__Document text__.
Arbitration decisions are rarely overturned. People choose to resolve case by arbitration because the results are usually faster, less costly and final. By final we mean that the parties don’t have to wait for years of appeals before a case is finally over. For investors wishing to pursue claims against stockbrokers, most claims must be submitted to arbitration before the Financial Industry Regulatory Authority – FINRA for short.
Rarely is a FINRA decision overturned but it does happen including an $11 million award overturned this month by a Manhattan state Supreme Court judge. (In New York State, the Supreme Court is a trial court.)
John Fiorilla was a financial adviser to the Vatican. Several years ago he inherited $16 million of stock in the Royal Bank of Scotland. He invested that stock with Smith Barney and one of their stockbrokers, Robert Loftus. Fiorilla claimed that the brokerage firm promised to hedge the account against losses. Instead, his investments remained highly concentrated in RBS stock. Between 2007 and 2009, the value of his RBS stock dropped from $35 a share to just $2.00.

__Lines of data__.
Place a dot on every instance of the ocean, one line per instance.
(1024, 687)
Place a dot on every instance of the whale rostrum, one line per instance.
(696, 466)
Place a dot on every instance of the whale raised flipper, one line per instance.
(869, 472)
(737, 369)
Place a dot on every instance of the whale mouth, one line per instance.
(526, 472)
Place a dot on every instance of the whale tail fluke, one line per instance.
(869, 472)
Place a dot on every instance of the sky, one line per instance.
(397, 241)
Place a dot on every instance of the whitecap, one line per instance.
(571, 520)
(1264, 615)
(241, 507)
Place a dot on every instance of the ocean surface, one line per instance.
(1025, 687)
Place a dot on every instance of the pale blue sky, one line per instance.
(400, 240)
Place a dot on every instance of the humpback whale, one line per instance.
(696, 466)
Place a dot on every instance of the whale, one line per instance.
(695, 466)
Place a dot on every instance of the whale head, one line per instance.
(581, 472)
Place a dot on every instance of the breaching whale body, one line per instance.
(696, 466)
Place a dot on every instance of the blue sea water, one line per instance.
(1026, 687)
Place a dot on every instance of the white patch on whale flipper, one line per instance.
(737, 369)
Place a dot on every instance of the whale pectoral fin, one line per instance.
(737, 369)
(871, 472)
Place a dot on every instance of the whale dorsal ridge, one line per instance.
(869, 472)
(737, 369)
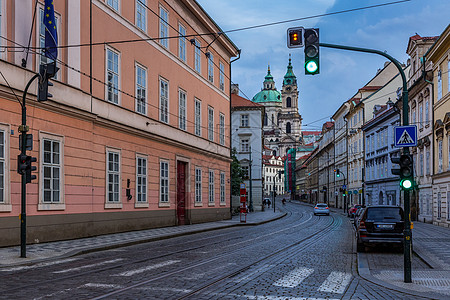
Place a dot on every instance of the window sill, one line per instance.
(141, 205)
(51, 206)
(5, 207)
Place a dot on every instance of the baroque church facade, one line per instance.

__Given instruction A__.
Retype the entries word for word, covering everything from the line containing "Place a dot on every instance of the humpback" down to the last line of the entries, both included. Leave the pictures out.
__Given instruction B__.
Extend the piece about the overturned FINRA arbitration award, starting right after its last sentence.

__Final answer A__.
Place a dot on every instance of the humpback whale, one line per instance.
(696, 466)
Place a dot on every instance of the whale, one line per instance.
(695, 466)
Place a dot on every instance of the whale head, one line per instance.
(581, 472)
Place a dot on every instance of the breaching whale body, one line per instance.
(696, 466)
Place a dot on every instance of the blue sea water, one line per instance.
(1026, 687)
Place a dot on every instance of the white patch on whale flipper, one line per instance.
(737, 369)
Place a dot on every instance of the whale pectoral fin, one line per instance.
(737, 369)
(871, 472)
Place a dot on every instance of the whale dorsal ridge, one line per instance.
(869, 472)
(737, 369)
Place a dot on every instance of the window sill, one line per instance.
(141, 205)
(51, 206)
(5, 207)
Place a dot on every instance of the baroque church facade, one line per instance.

__Final answer B__.
Fiorilla filed an arbitration complaint with FINRA which ultimately awarded him $11,000,000. Citibank, which acquired Smith Barney, challenged the award in a Manhattan court. Last week the court vacated the award leaving Loftus with almost nothing.
Plaintiffs’ lawyers watch challenges to arbitration awards carefully. Rarely will a court set aside a decision of an arbitration panel. So what happened here and should investors worry?
No. While we never like to see FINRA arbitration decisions challenged, we don’t think there is much danger from this case.
The judge found that before the arbitration award Fiorilla’s lawyer sent an email to the brokerage firm’s lawyer saying the matter had been settled for $800,000. The judge concluded that the case was over at that point and there was nothing left for the arbitrators to decide.
Parties are free to settle at any time. In this case, we wonder if Fiorilla simply had a case of buyer’s remorse and changed his mind. Oral or email settlements can be enforceable if clear on their terms. While we don’t know all the details of the emails and settlement discussions, obviously the court found that a settlement had been reached.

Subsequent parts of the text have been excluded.